### Selected text
[start]

Summation of primes

Find the sum of the first 2 million primes.

Answer: We use the sieve of Eratosthenes. Let us start small and work up. Find the sum of primes less than 50…

n.top <- 50
sieve <- 2:n.top 
p.current <- 2
while (p.current < sqrt(n.top)) {
  # eliminate multiples of p.current but not p.current:
  sieve <- sieve[ sieve %% p.current != 0 | sieve == p.current]
  # now we want to go to the next prime
  p.current <- sieve[which(sieve == p.current) + 1]
}
sieve
##  [1]  2  3  5  7 11 13 17 19 23 29 31 37 41 43 47
sum(sieve)
## [1] 328

So that is pretty good. Of course, we waste a lot of time by adding the even numbers and then eliminating them. We modify the above code slightly to avoid this inefficiency:

n.top <- 50
sieve <- c(2,seq(3,n.top,2)) 
p.current <- 3
while (p.current < sqrt(n.top)) {
  # eliminate multiples of p.current but not p.current:
  sieve <- sieve[ sieve %% p.current != 0 | sieve == p.current]
  # now we want to go to the next prime
  p.current <- sieve[which(sieve == p.current) + 1]
}
sieve
##  [1]  2  3  5  7 11 13 17 19 23 29 31 37 41 43 47
sum(sieve)
## [1] 328

OK, we are ready to sum the primes less than 2 million!

n.top <- 2000000
sieve <- c(2,seq(3,n.top,2)) 
p.current <- 3
while (p.current < sqrt(n.top)) {
  # eliminate multiples of p.current but not p.current:
  sieve <- sieve[ sieve %% p.current != 0 | sieve == p.current]
  # now we want to go to the next prime
  p.current <- sieve[which(sieve == p.current) + 1]
}
sum(sieve)
## [1] 142913828922

[end]

### Challenges
1: Answer these from the text on summing primes, one answer per line, marked the same way:
(a) Which method does it use to find the primes?
(b) What sum does it get for the primes less than 50?
(c) What number does the last block of code print?
2: In one to three sentences, explain why the second version of the code in the text on summing primes starts its list with 2 followed only by odd numbers.

### Supplied material
[start]

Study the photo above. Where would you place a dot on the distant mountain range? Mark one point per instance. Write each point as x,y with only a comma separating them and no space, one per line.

[end]

### Answers in order
1:
(a) The sieve of Eratosthenes.
(b) 328.
(c) 142913828922.

2: The first version wastes a lot of time by putting the even numbers into the list and then removing them. The second version avoids that by keeping 2 and listing only the odd numbers from 3 up.